ABOUT THIS TASK:
May I have the line containing "Query: golden highlight on stalk" and every line after it through the end of the data, repeated exactly and with no other lines?

DATA IN THIS EXERCISE:
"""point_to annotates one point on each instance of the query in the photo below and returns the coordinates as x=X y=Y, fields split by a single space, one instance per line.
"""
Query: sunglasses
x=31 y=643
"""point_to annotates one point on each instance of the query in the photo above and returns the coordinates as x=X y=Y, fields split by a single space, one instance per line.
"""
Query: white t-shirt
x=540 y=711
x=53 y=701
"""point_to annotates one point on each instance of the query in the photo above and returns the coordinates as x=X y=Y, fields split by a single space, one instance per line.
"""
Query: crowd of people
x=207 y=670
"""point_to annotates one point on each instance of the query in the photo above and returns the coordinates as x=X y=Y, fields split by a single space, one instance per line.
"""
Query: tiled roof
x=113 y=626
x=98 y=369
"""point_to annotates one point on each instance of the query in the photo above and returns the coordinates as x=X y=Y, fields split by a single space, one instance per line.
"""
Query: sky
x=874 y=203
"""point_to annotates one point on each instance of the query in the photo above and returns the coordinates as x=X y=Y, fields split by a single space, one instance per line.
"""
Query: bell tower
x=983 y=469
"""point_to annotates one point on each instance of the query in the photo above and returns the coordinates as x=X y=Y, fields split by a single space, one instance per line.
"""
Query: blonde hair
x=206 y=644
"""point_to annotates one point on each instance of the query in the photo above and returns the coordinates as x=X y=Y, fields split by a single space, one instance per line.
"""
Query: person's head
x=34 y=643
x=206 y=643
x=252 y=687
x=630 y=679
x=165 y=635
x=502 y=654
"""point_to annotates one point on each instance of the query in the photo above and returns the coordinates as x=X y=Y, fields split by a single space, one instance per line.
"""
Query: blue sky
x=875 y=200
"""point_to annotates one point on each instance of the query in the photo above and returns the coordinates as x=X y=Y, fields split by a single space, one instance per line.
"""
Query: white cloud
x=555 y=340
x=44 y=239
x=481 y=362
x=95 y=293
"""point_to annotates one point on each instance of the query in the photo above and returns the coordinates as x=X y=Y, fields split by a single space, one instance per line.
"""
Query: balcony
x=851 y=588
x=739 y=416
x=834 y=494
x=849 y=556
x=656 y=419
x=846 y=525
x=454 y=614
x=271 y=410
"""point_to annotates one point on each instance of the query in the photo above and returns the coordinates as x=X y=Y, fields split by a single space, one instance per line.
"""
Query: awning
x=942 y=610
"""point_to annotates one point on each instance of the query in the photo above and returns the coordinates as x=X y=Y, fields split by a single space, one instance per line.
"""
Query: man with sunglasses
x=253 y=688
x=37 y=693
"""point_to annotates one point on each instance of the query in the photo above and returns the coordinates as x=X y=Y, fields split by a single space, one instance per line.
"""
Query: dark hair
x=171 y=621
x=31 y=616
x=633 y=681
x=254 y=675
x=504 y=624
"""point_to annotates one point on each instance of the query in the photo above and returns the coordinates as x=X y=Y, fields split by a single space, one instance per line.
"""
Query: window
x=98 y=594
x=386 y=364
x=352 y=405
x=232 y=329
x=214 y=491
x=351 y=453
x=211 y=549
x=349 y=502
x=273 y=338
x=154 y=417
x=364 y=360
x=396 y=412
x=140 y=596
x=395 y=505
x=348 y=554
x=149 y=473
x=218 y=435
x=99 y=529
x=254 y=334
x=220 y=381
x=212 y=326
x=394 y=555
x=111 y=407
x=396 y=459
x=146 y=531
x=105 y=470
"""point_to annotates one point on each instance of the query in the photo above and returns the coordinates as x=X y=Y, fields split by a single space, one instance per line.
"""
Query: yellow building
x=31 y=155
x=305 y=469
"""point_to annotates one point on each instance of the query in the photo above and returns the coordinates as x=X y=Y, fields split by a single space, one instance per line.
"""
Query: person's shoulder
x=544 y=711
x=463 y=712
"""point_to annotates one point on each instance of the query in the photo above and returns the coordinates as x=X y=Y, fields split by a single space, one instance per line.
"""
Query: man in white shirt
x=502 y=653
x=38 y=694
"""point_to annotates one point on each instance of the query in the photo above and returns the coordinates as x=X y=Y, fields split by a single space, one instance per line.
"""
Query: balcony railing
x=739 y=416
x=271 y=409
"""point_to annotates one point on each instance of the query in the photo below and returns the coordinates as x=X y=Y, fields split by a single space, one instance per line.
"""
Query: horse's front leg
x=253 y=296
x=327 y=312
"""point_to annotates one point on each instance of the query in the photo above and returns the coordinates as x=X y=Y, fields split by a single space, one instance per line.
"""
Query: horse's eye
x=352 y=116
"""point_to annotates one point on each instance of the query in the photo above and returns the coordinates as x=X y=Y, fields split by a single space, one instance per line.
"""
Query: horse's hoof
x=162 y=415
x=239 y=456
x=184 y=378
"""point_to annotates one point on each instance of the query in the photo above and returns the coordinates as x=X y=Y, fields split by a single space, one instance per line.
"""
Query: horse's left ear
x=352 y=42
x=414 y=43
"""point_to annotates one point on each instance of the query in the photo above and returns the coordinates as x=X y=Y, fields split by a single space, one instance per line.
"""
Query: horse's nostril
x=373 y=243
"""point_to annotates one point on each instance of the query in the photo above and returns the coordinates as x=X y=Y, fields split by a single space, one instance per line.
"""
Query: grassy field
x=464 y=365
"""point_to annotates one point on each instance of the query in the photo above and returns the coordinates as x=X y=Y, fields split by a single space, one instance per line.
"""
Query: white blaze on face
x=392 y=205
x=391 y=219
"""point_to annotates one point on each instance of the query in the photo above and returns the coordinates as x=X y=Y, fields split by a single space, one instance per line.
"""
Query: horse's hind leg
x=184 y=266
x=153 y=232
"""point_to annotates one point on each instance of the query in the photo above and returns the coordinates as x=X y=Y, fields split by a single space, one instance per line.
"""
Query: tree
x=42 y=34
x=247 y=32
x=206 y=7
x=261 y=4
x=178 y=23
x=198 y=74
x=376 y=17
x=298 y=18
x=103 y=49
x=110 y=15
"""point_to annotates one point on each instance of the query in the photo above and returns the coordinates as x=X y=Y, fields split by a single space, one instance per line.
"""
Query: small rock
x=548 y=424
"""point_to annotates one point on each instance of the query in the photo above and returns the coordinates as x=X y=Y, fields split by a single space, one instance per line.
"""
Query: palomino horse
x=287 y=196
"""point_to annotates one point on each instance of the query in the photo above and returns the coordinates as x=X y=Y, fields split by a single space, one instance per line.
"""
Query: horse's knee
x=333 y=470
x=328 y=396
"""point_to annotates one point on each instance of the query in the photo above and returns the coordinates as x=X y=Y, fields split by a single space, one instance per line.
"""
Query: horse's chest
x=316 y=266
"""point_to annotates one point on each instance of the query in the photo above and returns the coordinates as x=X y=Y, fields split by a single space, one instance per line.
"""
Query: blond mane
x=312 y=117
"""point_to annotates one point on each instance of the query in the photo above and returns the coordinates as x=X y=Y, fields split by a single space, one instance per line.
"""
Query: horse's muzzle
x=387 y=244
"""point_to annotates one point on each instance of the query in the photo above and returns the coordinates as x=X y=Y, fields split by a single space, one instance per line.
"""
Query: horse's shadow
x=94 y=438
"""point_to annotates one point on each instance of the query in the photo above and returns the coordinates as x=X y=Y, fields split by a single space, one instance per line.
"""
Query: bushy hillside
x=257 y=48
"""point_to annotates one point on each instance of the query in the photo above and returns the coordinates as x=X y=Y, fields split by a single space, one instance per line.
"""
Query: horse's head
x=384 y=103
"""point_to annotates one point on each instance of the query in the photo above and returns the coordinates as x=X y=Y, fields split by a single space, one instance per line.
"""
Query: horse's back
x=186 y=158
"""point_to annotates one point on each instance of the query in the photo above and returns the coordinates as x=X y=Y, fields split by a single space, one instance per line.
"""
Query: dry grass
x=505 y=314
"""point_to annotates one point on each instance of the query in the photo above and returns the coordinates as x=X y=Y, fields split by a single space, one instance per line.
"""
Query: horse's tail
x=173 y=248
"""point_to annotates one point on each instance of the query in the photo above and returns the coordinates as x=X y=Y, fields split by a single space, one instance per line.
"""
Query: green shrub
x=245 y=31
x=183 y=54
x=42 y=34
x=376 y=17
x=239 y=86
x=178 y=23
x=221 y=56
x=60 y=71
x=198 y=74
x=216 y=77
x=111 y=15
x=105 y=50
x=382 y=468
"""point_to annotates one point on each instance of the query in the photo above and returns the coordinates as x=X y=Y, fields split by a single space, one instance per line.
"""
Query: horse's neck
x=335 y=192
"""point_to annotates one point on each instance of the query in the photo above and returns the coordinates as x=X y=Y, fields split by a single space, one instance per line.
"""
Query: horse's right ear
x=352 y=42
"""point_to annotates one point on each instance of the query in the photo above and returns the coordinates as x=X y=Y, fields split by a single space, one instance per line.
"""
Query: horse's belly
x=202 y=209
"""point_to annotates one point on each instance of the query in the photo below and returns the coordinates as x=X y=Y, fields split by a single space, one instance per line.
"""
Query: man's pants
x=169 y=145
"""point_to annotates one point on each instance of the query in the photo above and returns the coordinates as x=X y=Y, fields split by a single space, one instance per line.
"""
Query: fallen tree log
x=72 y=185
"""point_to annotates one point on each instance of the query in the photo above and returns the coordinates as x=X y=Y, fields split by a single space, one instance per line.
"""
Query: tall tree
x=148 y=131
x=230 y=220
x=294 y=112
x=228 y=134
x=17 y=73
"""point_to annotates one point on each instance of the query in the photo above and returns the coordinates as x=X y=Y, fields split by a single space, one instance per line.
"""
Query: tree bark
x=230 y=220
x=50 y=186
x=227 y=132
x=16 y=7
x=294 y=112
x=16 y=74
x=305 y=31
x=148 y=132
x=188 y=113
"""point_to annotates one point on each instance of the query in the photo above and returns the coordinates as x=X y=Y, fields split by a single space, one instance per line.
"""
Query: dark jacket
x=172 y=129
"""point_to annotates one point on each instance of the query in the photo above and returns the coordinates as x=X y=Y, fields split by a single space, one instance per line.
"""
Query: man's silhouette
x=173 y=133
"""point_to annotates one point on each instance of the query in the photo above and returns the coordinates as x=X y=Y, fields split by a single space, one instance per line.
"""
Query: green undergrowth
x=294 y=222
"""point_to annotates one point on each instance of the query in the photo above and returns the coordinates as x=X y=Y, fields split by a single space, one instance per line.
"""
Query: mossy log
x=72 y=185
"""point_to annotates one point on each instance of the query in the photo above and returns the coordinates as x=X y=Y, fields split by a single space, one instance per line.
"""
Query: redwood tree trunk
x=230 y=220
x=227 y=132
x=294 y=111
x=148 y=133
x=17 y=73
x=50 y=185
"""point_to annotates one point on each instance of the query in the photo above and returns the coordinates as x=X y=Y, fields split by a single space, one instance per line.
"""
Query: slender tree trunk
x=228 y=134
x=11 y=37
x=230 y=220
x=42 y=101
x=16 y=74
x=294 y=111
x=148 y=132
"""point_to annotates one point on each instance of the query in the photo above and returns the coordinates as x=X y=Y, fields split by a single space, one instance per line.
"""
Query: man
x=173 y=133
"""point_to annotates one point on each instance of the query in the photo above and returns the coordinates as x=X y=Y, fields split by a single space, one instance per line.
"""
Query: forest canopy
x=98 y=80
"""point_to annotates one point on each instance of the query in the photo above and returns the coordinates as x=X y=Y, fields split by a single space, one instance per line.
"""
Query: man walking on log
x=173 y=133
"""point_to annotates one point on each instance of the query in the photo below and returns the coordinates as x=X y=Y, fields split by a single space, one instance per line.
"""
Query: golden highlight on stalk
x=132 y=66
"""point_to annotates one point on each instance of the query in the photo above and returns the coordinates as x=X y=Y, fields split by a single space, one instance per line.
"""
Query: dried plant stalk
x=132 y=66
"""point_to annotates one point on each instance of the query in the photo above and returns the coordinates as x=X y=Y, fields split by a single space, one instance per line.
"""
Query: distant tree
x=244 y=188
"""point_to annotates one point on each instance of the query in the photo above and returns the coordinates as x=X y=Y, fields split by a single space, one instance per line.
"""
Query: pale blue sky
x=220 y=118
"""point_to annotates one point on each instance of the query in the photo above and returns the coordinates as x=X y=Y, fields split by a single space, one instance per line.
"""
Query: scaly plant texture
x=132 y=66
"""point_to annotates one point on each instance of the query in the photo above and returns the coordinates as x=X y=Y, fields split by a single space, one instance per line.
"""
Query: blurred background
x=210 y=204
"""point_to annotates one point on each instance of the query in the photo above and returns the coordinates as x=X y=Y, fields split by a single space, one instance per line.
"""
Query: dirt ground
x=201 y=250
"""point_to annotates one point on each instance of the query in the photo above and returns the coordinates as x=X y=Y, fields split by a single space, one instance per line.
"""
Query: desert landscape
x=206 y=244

ANSWER FOR THIS EXERCISE:
Query: golden highlight on stalk
x=132 y=66
"""point_to annotates one point on each instance of the query in the photo above and returns the coordinates as x=X y=Y, fields split by a single space, one instance per line.
"""
Query: dried plant stalk
x=132 y=66
"""point_to annotates one point on each instance of the query in the photo above and returns the coordinates as x=X y=Y, fields split by a single space, one instance per line.
"""
Query: distant tree
x=244 y=188
"""point_to annotates one point on each instance of the query in the photo above and returns the coordinates as x=X y=Y, fields split by a single space, one instance per line.
"""
Query: pale blue sky
x=220 y=118
"""point_to annotates one point on each instance of the query in the photo above and returns the coordinates as x=X y=Y, fields split by a single space, one instance per line.
"""
Query: scaly plant texture
x=132 y=66
"""point_to annotates one point on each instance of the query in the photo above and returns the coordinates as x=X y=Y, fields split by a single space, one instance per line.
"""
Query: blurred background
x=210 y=204
"""point_to annotates one point on each instance of the query in the photo above and returns the coordinates as x=X y=Y, fields split by a single space, one instance per line.
"""
Query: dirt ground
x=201 y=250
"""point_to annotates one point on each instance of the query in the photo above and returns the coordinates as x=X y=Y, fields split by a single space, one instance per line.
"""
Query: desert landscape
x=206 y=244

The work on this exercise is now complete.